### Data for the task ###
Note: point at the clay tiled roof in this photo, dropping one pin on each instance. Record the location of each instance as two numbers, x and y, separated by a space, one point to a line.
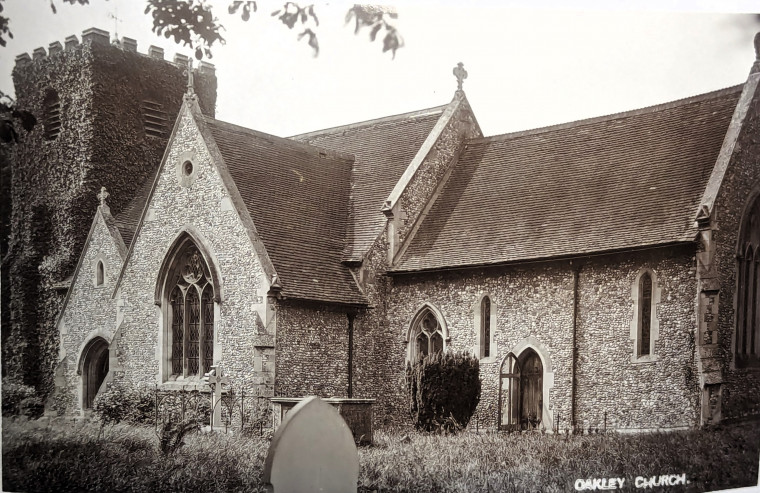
623 181
383 149
297 196
129 217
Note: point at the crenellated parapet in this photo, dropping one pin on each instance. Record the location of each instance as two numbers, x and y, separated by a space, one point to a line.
100 37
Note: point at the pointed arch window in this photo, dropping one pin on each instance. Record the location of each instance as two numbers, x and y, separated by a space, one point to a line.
645 327
427 335
99 273
747 349
485 327
51 120
645 315
191 315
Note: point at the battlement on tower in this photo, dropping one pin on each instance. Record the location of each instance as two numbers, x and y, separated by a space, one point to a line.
104 113
96 36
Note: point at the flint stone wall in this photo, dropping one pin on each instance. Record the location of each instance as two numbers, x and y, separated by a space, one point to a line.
238 326
55 182
534 304
90 312
311 349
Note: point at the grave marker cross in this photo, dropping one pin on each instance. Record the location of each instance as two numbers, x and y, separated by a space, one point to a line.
216 380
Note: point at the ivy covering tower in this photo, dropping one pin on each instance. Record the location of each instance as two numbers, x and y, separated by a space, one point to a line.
104 115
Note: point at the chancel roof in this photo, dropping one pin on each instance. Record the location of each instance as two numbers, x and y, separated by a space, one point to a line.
623 181
297 196
382 149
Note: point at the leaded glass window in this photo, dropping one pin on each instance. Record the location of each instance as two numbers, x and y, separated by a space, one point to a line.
645 317
747 348
427 335
485 327
192 316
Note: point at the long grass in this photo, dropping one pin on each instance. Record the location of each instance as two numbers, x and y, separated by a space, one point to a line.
76 456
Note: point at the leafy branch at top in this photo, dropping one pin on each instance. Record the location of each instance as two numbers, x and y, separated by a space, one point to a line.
291 13
376 18
190 22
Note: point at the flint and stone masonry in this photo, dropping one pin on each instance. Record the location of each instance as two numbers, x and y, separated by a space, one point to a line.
136 125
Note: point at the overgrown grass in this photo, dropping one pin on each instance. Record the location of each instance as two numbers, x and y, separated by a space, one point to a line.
70 456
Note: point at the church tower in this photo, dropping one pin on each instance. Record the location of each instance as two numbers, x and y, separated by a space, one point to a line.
104 114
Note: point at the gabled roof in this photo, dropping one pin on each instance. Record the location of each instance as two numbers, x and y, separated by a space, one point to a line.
622 181
383 149
129 217
297 196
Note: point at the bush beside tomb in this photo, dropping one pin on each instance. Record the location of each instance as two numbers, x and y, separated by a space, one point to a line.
444 391
133 405
20 399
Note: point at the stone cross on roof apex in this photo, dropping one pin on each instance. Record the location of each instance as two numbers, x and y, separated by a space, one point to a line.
102 196
189 73
461 74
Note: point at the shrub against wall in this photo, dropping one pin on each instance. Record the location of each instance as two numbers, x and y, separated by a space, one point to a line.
444 391
20 399
134 405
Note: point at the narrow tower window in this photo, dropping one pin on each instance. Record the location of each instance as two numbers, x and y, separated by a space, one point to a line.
99 274
645 314
52 115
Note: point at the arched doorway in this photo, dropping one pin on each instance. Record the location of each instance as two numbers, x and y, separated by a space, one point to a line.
94 370
531 390
521 390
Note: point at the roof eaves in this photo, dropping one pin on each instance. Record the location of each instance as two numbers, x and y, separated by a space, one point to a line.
293 144
615 116
727 149
424 150
352 127
686 240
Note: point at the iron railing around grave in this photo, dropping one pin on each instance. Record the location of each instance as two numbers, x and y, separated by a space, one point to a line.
245 412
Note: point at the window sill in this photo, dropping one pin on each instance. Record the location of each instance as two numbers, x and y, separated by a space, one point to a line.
193 383
650 358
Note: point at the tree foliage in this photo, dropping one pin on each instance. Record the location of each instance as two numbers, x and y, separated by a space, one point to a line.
444 391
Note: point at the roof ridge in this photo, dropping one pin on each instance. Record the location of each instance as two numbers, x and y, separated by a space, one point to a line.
623 114
375 121
304 146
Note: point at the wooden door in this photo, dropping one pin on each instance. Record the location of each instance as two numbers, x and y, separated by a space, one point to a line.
94 370
531 390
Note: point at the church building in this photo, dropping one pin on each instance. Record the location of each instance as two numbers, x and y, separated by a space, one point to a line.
605 271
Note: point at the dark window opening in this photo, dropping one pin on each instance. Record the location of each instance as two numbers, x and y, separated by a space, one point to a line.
155 119
52 115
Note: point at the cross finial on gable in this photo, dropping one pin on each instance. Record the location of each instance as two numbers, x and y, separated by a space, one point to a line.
102 196
189 73
461 74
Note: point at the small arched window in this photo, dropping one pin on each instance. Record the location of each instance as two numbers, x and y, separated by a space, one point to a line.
426 336
645 327
99 273
51 115
485 327
748 296
645 315
191 315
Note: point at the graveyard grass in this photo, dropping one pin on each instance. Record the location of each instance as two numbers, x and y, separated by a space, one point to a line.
64 455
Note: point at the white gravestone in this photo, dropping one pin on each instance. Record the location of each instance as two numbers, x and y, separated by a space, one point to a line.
313 450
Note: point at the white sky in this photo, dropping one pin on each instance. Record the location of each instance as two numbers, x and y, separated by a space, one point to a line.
527 67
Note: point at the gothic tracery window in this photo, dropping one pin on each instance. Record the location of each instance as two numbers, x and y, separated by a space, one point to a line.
427 335
191 312
747 347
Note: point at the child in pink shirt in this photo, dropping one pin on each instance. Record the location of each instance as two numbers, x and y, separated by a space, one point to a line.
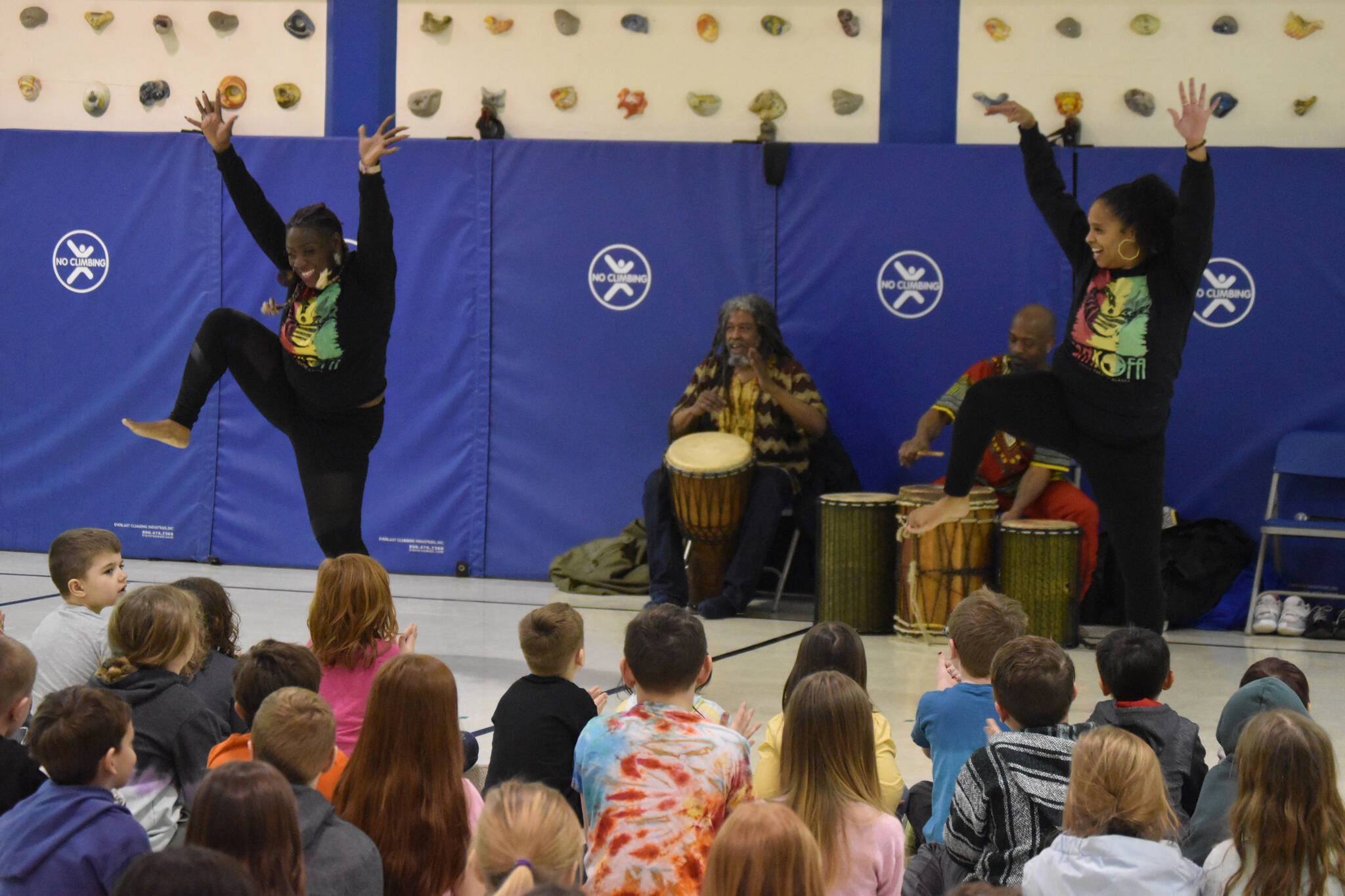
353 626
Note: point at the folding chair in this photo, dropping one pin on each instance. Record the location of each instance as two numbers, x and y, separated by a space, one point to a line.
1320 454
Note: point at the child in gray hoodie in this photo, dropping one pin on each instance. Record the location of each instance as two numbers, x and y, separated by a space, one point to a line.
1134 668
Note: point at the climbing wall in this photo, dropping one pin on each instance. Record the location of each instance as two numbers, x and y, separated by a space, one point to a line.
530 60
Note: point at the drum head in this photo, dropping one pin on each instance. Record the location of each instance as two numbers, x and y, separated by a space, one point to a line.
1038 526
860 498
703 453
919 495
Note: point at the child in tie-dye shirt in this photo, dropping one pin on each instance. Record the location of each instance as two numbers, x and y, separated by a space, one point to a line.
658 779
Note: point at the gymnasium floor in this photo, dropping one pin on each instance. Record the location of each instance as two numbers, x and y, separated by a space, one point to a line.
470 624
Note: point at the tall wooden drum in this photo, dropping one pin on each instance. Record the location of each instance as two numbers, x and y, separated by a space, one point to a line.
857 557
940 567
709 479
1039 567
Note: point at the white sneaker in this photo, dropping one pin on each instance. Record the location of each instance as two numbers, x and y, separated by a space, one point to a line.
1266 618
1293 618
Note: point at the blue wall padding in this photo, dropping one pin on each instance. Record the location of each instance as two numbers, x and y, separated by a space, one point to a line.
1242 387
523 416
844 211
76 363
424 471
580 394
919 72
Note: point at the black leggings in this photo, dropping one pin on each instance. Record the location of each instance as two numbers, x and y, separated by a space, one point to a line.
1124 458
331 448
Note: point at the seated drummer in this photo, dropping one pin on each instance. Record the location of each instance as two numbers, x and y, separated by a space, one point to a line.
751 386
1028 481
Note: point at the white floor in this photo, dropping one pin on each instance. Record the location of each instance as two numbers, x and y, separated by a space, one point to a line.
471 625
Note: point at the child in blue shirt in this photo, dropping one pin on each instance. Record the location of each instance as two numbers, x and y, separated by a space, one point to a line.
73 836
950 720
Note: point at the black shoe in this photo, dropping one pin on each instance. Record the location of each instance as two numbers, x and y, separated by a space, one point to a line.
720 608
1321 622
661 599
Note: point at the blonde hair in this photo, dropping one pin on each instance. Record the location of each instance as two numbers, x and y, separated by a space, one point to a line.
295 731
150 628
1116 788
526 836
1287 816
827 761
351 612
550 637
763 849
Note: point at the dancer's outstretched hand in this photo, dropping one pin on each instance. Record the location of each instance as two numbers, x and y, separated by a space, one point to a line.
1013 112
1195 113
213 125
372 150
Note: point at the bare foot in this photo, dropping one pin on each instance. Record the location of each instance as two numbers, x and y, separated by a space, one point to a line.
167 431
946 508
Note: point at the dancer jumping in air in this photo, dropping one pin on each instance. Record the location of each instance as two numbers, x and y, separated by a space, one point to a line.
1137 255
320 382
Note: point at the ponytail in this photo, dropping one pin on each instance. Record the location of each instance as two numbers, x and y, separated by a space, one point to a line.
518 882
1147 205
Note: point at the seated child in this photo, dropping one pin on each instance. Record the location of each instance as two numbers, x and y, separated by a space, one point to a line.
1287 824
542 714
1282 670
950 720
658 781
403 785
526 836
154 634
1210 822
186 870
1116 826
296 733
213 680
246 811
1011 796
1134 668
353 626
763 849
73 836
830 645
268 667
72 641
831 782
20 774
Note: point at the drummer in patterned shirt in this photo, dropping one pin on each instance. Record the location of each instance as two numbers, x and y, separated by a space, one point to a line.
749 385
1028 480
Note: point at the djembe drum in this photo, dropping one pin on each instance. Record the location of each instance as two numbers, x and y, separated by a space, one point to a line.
944 565
709 479
1039 567
857 557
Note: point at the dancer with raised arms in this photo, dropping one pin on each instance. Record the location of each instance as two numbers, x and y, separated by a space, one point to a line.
1137 254
322 381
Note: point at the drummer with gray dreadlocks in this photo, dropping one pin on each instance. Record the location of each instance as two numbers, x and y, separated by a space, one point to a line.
322 381
749 386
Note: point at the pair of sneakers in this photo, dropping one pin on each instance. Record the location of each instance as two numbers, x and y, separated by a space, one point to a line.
1289 617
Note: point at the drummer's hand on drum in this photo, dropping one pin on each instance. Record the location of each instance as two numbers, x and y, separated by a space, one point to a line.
911 450
741 721
708 402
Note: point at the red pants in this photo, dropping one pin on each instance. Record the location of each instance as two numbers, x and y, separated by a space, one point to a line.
1061 500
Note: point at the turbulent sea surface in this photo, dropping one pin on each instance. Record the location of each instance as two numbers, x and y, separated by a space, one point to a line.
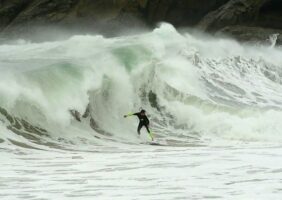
###
Aim. Express everything from the line containing "Note: point at the djembe" down to the last of the lines as a numbered list, omitting blank lines and leaving the pictures out.

Full response.
1. Note: point at the djembe drum in this photo, dropping one pin on each instance. Record the location of each instance as two numbers, x and y, separated by a space, one point to a line.
2. 944 565
3. 709 479
4. 1039 567
5. 857 557
6. Note: point at the dancer with raised arms in this photo, dropping one pin on each instance. Record the location of each instance as two numbers, x and y, separated by a space, one point to a line.
7. 1137 254
8. 322 381
9. Note: point at the drummer with gray dreadlocks in this photo, dropping one pin on each instance. Record the location of each instance as two numbers, x and y, separated by a space, one point to a line.
10. 322 381
11. 749 386
12. Note: point at the pair of sneakers in this photo, dropping one pin on each instance. Record the location of each instance as two numbers, x and y, separated by a space, one point to a line.
13. 1289 617
14. Note: point at the drummer's hand on drum in this photo, dropping one pin on each instance. Record the location of each instance as two numbers, x and y, separated by a space, one point to a line.
15. 911 450
16. 741 721
17. 708 402
18. Note: point at the red pants in this photo, dropping one pin on each instance. Record the location of each instance as two numbers, x and y, separated by a space, one point to a line.
19. 1061 500
20. Note: point at the turbulent sea surface in this photo, dropping one pin on each instance. Record the location of each instance as two numbers, x and y, separated by a space, one point to a line.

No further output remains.